▸ SELECTED EXCERPT:
B.       Further Relevant Background

  1. Yara owned the remaining 35 per cent of the shares in YPHL not owned by the Oswals.  YPHL owned all the shares in YPFPL, which operated and continues to operate an ammonium nitrate plant located on the Burrup Peninsula in Western Australia.

  1. YPFPL entered into a Gas Sale and Purchase Agreement (‘GSA’) on 17 December 2001 with various gas sellers that included Apache Northwest.  The plaintiff alleges that the GSA was a valuable asset of YPFPL.

  1. Apache Northwest issued a force majeure notice to YPFPL under the GSA on or about 23 November 2006 (’the Notice’).  YPFPL disputed the Notice and, in about July 2009, proceedings were commenced in the Supreme Court of Western Australia in relation to the gas sellers’ obligations to supply gas for the full term of the GSA and the proper construction of that agreement (‘the GSA Proceeding’).[5]  By a further letter dated 22 December 2010 to the Receivers (‘the Letter’), Apache Northwest maintained its claim as set out in the Notice.

    [5]The GSA Proceeding was commenced by another gas supplier, Tap (Harriet) Pty Ltd.  This company had also issued a force majeure notice.  Apache Northwest and others subsequently became parties to the GSA Proceeding.

  1. In December 2008, YPHL executed a term sheet with Yara International ASA for the construction and operation of a technical ammonia nitrate plant located on the Burrup Peninsula (‘TAN Plant’) through an incorporated joint venture vehicle, Burrup Nitrates Pty Ltd.  YPHL owned all the issued shares in Burrup Nitrates Pty Ltd.

  1. On 16 December 2010 ANZ appointed the Receivers as joint and several receivers of the Shares.

  1. On 17 December 2010 ANZ appointed the Receivers as joint and several receivers of the assets and undertaking of YPFPL.

  1. From about May 2011 the Receivers commenced a sales and marketing campaign in relation to the Shares.   During 2011 there were negotiations between the Receivers, ANZ, Apache Fertilisers and Yara in relation to the sale of the Shares.

  1. On or about 8 November 2011, Yara advised that it would not proceed with the transaction that was proposed at that stage.  Thereafter, on or about 28 November 2011, agreements were entered into between amongst others, ANZ, Apache Fertilisers and the Receivers.  The agreements comprised a share sale agreement, a deed of indemnity, a deed of settlement and release and an economic adjustment deed.

  1. Further, and most importantly, it is pleaded that as part of the sale, the Receivers entered into a new gas sale and purchase agreement with Apache Northwest (‘New GSA’) and settled the GSA Proceeding.  The PFASC refers to all of these agreements as the ’28 November 2011 Transaction’.[6]  The New GSA was subject to conditions and in particular recognised that there were pre-emptive rights in relation to the Shares in favour of Yara.

▸ LISTED RECORDS:
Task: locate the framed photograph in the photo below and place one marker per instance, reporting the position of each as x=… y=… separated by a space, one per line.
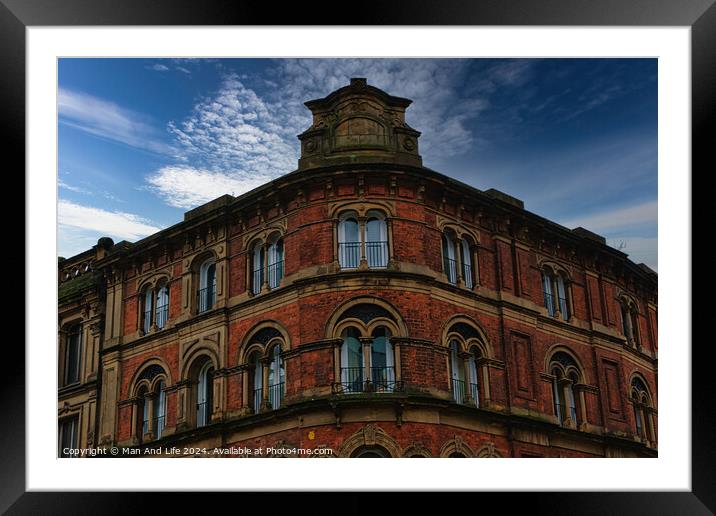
x=363 y=241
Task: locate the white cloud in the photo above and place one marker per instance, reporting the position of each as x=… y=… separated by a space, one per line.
x=187 y=187
x=110 y=121
x=117 y=225
x=621 y=219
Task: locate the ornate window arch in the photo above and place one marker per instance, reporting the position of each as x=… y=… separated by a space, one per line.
x=264 y=380
x=642 y=405
x=566 y=375
x=556 y=289
x=630 y=319
x=366 y=358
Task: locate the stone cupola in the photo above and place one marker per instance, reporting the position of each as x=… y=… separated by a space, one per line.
x=358 y=123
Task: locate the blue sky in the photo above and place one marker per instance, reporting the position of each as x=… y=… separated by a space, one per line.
x=143 y=140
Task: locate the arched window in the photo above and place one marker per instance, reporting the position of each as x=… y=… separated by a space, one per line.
x=257 y=376
x=204 y=393
x=73 y=355
x=643 y=413
x=275 y=261
x=277 y=378
x=349 y=241
x=160 y=409
x=376 y=242
x=449 y=261
x=566 y=376
x=554 y=288
x=206 y=296
x=352 y=371
x=257 y=267
x=162 y=306
x=630 y=321
x=457 y=372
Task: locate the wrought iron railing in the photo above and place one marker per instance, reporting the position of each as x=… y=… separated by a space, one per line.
x=467 y=274
x=202 y=413
x=161 y=316
x=147 y=321
x=276 y=395
x=257 y=399
x=349 y=254
x=377 y=254
x=549 y=303
x=458 y=390
x=450 y=268
x=474 y=394
x=563 y=412
x=206 y=297
x=158 y=426
x=275 y=273
x=352 y=379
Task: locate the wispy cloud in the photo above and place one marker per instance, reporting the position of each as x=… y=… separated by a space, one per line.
x=187 y=187
x=110 y=121
x=116 y=224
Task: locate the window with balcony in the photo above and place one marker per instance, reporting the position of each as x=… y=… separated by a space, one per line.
x=555 y=289
x=643 y=412
x=206 y=295
x=565 y=377
x=363 y=240
x=367 y=363
x=73 y=355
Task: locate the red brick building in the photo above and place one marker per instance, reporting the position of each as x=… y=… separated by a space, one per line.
x=370 y=305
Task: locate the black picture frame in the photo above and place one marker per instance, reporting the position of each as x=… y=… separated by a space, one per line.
x=700 y=15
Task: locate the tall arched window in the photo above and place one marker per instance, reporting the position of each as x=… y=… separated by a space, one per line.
x=449 y=261
x=352 y=371
x=457 y=372
x=277 y=378
x=566 y=376
x=204 y=391
x=630 y=321
x=258 y=381
x=349 y=241
x=643 y=413
x=73 y=355
x=556 y=293
x=257 y=267
x=376 y=242
x=162 y=307
x=275 y=261
x=206 y=296
x=160 y=410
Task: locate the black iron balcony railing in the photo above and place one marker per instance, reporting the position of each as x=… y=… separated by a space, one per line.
x=377 y=254
x=474 y=394
x=458 y=390
x=203 y=412
x=275 y=273
x=467 y=274
x=564 y=310
x=257 y=399
x=147 y=321
x=382 y=379
x=563 y=412
x=205 y=299
x=276 y=395
x=349 y=254
x=450 y=268
x=352 y=379
x=162 y=315
x=158 y=426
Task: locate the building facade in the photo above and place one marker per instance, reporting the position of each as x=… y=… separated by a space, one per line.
x=367 y=305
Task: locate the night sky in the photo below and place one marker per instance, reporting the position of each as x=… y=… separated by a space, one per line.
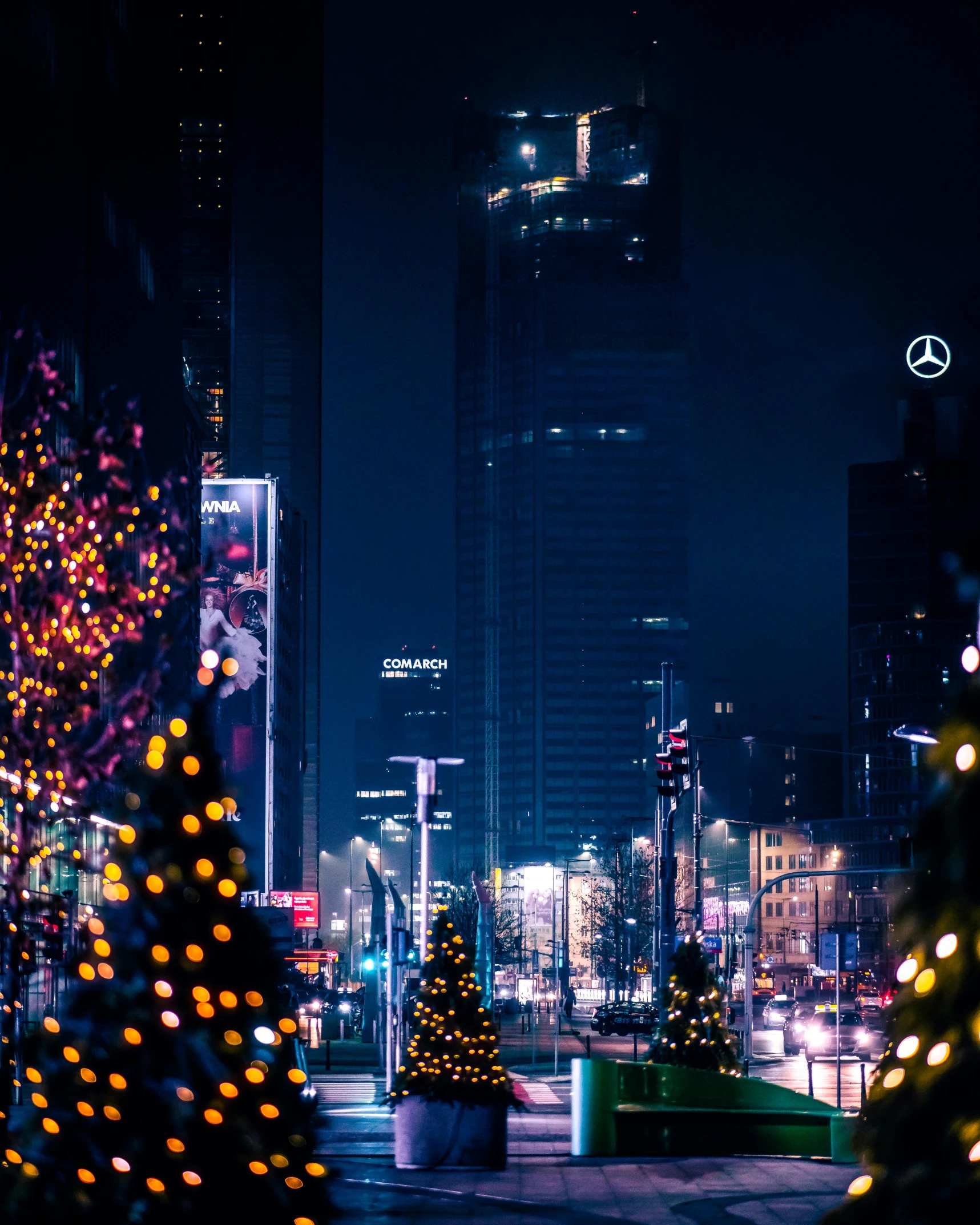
x=831 y=215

▸ YOUR TASKS:
• A. List every short name that the receivership background introduces in quotation marks.
• B. Write the next part of the receivership background, picking up after its final sentence.
The entries have no connection to the receivership background.

▸ THE RESPONSES:
• A.
- GSA
- the Notice
- the GSA Proceeding
- the Letter
- TAN Plant
- New GSA
- 28 November 2011 Transaction

• B.
    [6]PFASC [14].

  1. It is further pleaded that in or about December 2011 or January 2012, Yara and the Apache entities reached an in principle agreement.[7]  It is pleaded that thereafter, on 31 January 2012, the Receivers, ANZ, Yara and the Apache entities entered into a number of agreements referred to as the ’31 January 2012 Transaction’.[8]  The agreements included a share sale deed with each of the Purchasers, a deed of indemnity, a deed of release and other side letters and agreements.  Clause 9.4 of each share sale deed provided that no claim would be made against the Receivers, other than in relation to identified exclusions.[9]

    [7]Ibid [15E].

    [8]Ibid [16].

    [9]Ibid [16A(e)(B)]. Clause 9.4 of the Yara Share Sale Deed provided that no claim could be made against the Receivers in respect of the conduct of the receivership between 15 December 2011 and 31 January 2012, expect for a claim relating to fraud, gross negligence or wilful misconduct.

  1. The PFASC gives the following particulars, amongst others, of the alleged breaches by ANZ and the Receivers:

(a)the Receivers entered into the New GSA, which was on less favourable terms than the GSA, and settled the GSA Proceeding on a basis that did not reflect YPFPL’s prospects of success;[10]

[10]Ibid [24(h)(xii)].

(b)the Receivers did not conduct a proper sales process for the Shares in that:

(i)they required bidders to resolve the GSA Proceeding with Apache Northwest as a condition of any bid;[11]

[11]Ibid [24(h)(vii)(A) and (B)].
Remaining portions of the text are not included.